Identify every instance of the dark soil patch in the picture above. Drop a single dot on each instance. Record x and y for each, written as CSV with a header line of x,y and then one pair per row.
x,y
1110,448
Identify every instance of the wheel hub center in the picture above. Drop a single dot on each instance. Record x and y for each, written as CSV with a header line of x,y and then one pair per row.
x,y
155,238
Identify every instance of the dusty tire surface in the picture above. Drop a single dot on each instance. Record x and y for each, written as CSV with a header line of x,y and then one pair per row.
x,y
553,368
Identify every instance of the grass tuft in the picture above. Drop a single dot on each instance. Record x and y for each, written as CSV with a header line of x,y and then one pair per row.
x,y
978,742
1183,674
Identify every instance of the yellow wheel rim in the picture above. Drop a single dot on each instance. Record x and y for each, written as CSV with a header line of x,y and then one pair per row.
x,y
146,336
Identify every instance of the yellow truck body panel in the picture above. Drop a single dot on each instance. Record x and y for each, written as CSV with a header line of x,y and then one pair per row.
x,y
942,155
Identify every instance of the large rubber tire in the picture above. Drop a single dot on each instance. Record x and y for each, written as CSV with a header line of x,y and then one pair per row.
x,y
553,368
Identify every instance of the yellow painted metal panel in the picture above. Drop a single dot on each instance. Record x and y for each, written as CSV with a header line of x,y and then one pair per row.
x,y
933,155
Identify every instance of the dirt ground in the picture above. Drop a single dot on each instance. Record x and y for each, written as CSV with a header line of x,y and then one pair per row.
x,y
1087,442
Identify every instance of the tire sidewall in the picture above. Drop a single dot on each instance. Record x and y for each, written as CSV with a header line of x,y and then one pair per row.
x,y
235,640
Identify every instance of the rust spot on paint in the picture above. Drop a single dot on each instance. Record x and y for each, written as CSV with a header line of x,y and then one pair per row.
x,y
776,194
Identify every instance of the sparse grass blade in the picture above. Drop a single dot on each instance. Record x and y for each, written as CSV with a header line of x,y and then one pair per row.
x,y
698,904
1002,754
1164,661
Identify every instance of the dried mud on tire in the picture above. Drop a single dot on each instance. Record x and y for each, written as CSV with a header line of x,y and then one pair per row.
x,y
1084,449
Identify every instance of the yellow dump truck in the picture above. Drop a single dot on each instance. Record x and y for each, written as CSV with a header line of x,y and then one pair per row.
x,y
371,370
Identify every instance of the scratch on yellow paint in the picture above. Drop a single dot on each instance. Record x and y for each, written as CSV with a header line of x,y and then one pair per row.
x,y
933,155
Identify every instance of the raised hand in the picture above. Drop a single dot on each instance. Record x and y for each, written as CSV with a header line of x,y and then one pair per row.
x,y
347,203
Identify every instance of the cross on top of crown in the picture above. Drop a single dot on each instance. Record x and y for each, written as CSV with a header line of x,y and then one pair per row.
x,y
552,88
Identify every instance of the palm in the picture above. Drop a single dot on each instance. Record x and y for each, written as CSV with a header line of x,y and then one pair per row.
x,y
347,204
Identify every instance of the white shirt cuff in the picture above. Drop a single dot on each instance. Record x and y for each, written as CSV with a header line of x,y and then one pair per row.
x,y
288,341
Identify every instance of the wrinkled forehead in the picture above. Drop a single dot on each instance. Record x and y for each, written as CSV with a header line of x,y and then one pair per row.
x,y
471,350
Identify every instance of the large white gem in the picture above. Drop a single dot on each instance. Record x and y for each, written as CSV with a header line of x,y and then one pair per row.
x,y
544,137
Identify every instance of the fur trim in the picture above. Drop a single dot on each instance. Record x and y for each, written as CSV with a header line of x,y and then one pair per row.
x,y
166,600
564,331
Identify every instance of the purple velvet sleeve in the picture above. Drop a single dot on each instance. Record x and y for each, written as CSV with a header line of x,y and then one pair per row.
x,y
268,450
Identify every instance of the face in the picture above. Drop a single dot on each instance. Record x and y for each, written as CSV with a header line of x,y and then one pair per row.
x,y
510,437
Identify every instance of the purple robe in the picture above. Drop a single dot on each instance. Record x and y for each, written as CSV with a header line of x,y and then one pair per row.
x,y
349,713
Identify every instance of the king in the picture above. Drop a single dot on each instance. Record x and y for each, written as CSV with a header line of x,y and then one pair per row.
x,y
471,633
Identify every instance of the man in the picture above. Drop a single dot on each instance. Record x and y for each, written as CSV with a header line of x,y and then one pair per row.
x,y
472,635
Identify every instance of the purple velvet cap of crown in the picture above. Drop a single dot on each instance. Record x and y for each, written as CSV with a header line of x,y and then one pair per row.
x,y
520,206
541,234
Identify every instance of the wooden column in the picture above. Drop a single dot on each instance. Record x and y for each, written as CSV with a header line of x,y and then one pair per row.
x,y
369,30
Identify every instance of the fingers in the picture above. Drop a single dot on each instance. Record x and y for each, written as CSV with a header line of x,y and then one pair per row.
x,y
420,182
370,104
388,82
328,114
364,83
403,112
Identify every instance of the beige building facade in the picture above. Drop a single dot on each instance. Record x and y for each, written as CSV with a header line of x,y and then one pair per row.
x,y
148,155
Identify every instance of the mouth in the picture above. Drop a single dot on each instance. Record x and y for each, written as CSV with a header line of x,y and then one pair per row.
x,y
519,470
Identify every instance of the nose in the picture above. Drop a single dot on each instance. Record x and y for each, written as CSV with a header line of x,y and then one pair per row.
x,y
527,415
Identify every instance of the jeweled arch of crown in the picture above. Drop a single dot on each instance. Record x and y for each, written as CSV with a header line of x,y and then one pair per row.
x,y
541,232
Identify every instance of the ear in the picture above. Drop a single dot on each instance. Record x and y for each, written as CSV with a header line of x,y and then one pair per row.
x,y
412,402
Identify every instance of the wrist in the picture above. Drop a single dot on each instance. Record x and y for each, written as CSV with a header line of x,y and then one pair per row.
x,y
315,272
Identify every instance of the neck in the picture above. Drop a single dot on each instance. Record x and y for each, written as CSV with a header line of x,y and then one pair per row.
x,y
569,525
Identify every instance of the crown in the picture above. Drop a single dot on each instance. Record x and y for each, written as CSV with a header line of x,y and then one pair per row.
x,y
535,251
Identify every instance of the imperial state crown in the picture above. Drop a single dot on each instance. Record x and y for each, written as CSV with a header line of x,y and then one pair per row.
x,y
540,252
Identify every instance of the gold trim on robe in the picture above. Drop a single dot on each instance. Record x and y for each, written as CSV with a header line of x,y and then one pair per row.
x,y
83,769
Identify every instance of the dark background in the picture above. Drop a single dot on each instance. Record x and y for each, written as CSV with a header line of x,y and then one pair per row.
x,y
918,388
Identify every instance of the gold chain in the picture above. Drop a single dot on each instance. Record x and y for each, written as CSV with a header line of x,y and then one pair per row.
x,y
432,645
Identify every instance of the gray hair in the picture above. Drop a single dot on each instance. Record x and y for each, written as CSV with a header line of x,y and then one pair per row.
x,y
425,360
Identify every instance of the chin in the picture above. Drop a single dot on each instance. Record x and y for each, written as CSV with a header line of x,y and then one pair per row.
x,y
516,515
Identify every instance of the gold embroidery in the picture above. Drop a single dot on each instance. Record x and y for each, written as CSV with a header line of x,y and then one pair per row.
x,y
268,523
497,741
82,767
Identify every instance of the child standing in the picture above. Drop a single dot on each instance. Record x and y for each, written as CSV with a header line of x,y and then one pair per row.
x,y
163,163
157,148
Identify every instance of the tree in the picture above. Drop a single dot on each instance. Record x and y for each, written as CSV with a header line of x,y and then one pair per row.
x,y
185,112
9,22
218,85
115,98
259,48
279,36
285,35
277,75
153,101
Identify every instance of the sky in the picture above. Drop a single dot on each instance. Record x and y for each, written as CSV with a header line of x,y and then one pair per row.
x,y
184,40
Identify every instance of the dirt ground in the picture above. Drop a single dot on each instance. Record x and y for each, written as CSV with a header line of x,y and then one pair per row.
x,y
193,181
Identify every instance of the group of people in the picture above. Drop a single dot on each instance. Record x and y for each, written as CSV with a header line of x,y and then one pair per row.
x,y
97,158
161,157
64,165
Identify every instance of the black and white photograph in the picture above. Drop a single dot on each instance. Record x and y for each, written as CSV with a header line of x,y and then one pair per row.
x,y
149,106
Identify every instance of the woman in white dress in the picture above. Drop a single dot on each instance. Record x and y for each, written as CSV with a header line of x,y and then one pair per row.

Exercise aim - Copy out precisely those lines which run from the one containing "Identify every instance of the black" to the end of the material.

Answer section -
Identify every instance of the black and white photograph in the picture above. Drop a single dot on each instance. Record x and y for each, written as CSV with a header line of x,y and then one pair per row.
x,y
149,106
Identify every instance of the woman in white dress in the picture above. Drop a single dot on each instance. Record x and y for each, written as CSV with a header line of x,y and then one pair per row.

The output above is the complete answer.